Written exercise 1
Count the lines of the records that contain the word "building", treating case as significant, and give only that number.

Quoted text
* start *
New Haven Securities Co. v. Bitgood

87 F.2d 759 | 2d Cir. | 1937

87 F.2d 759 (1937)

NEW HAVEN SECURITIES CO.
v.
BITGOOD.

No. 192.

Circuit Court of Appeals, Second Circuit.

February 8, 1937.

Robert H. Jackson, Asst. Atty. Gen., J. Louis Monarch and Arthur P. Curran, Sp. Assts. to the Atty. Gen., and Robert P. Butler, U. S. Atty., and George H. Cohen, Asst. U. S. Atty., both of Hartford, Conn., for appellant.

Curtiss K. Thompson, of New Haven, Conn. (John H. Weir, of New Haven, Conn., of counsel), for appellee.

Before MANTON, L. HAND, and AUGUSTUS N. HAND, Circuit Judges.

MANTON, Circuit Judge.
* end *
Written exercise 2
Reproduce the court opinion from "Circuit Court of" to "HAND, Circuit Judges.", replacing "appellee" with "respondent".

Data extract
* start *
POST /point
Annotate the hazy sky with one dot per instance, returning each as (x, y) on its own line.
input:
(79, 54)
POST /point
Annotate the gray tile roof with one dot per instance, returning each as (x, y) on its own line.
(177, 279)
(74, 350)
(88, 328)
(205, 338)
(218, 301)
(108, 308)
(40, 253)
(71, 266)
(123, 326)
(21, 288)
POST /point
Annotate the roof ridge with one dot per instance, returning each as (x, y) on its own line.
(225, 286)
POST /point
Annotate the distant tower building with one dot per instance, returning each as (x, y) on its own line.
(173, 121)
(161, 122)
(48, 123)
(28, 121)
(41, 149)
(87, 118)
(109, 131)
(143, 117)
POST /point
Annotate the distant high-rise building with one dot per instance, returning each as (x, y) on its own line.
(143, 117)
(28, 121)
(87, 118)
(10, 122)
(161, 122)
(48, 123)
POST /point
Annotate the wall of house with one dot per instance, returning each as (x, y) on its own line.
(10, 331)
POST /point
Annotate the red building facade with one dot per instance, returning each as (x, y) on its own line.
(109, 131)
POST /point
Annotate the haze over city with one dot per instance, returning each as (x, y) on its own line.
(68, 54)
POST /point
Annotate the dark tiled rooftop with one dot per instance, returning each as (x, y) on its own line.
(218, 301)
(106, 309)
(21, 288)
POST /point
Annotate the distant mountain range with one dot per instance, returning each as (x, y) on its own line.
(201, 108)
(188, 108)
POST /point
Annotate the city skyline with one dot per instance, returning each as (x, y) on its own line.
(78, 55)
* end *
* start *
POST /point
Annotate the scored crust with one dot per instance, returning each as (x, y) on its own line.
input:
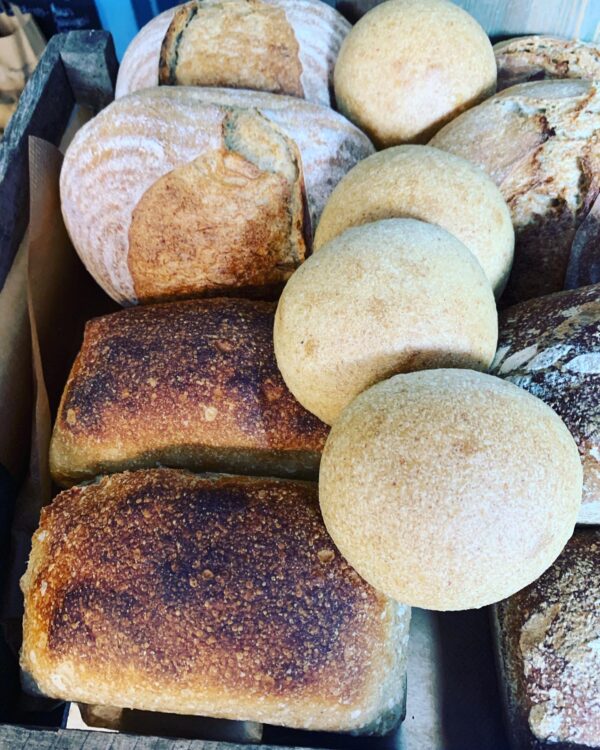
* end *
Final result 1
3

Final result 2
Circuit Court of Appeals, Second Circuit.

February 8, 1937.

Robert H. Jackson, Asst. Atty. Gen., J. Louis Monarch and Arthur P. Curran, Sp. Assts. to the Atty. Gen., and Robert P. Butler, U. S. Atty., and George H. Cohen, Asst. U. S. Atty., both of Hartford, Conn., for appellant.

Curtiss K. Thompson, of New Haven, Conn. (John H. Weir, of New Haven, Conn., of counsel), for respondent.

Before MANTON, L. HAND, and AUGUSTUS N. HAND, Circuit Judges.